PROMPT —
Within the records, tally the lines that contain "Give" and reply with that number only.

"""

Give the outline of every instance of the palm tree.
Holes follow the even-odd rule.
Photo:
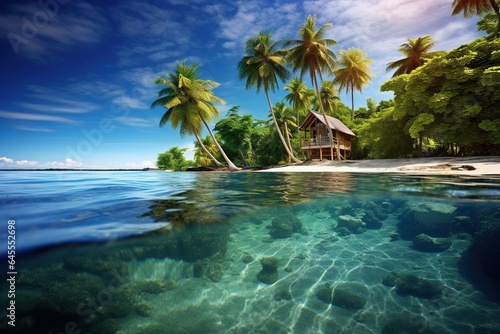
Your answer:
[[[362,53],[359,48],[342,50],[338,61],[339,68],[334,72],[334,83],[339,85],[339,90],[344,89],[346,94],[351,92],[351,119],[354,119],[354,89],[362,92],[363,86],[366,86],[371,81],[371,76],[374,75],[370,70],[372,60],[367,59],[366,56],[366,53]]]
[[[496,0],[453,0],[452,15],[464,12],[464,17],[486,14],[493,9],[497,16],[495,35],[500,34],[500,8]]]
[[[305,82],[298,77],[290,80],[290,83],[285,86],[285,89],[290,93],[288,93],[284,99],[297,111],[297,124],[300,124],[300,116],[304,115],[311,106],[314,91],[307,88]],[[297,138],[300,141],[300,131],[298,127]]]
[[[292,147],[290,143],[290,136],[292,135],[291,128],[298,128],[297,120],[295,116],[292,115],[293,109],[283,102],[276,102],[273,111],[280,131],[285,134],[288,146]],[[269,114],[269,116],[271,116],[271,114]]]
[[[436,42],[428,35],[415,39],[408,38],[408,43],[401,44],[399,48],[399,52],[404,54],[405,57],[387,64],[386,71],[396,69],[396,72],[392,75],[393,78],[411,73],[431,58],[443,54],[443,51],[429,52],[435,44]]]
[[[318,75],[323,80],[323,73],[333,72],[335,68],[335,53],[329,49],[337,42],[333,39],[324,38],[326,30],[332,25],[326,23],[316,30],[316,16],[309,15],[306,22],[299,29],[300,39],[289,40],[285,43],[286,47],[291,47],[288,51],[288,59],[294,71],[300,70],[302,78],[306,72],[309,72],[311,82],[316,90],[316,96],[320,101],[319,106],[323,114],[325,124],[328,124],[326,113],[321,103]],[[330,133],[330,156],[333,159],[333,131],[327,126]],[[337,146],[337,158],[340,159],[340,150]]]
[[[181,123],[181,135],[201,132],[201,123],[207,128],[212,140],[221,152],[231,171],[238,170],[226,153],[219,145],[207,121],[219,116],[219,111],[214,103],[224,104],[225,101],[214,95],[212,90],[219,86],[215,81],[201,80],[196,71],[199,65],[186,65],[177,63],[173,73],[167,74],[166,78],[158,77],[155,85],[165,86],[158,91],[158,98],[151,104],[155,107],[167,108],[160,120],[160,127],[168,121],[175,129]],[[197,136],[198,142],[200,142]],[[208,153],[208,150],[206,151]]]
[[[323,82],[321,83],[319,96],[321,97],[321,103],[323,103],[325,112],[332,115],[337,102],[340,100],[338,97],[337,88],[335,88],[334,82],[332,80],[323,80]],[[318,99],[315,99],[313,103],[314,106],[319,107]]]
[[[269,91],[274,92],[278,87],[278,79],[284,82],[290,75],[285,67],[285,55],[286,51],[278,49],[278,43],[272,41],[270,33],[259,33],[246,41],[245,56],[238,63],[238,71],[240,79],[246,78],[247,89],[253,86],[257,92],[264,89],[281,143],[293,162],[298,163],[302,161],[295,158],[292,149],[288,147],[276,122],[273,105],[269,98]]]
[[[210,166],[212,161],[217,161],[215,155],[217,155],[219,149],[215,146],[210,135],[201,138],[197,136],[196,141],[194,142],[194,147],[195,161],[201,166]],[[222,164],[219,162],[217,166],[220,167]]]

"""
"""

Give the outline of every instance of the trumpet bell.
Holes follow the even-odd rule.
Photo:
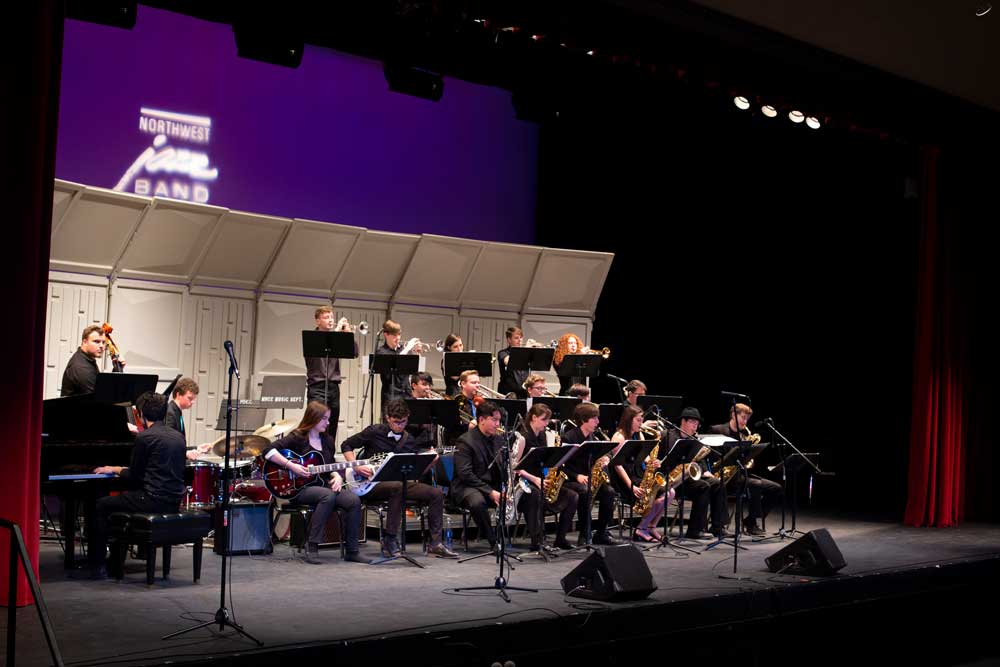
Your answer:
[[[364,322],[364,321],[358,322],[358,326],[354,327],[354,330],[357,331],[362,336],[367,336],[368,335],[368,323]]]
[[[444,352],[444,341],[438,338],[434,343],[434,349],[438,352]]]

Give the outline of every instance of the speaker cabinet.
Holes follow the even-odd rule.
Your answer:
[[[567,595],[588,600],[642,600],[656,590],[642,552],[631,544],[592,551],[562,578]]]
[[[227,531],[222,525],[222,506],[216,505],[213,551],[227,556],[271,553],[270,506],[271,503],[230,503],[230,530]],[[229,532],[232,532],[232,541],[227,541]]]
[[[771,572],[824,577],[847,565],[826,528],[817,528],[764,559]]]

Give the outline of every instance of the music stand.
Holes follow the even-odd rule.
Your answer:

"""

SOLUTION TO THE EXERCISE —
4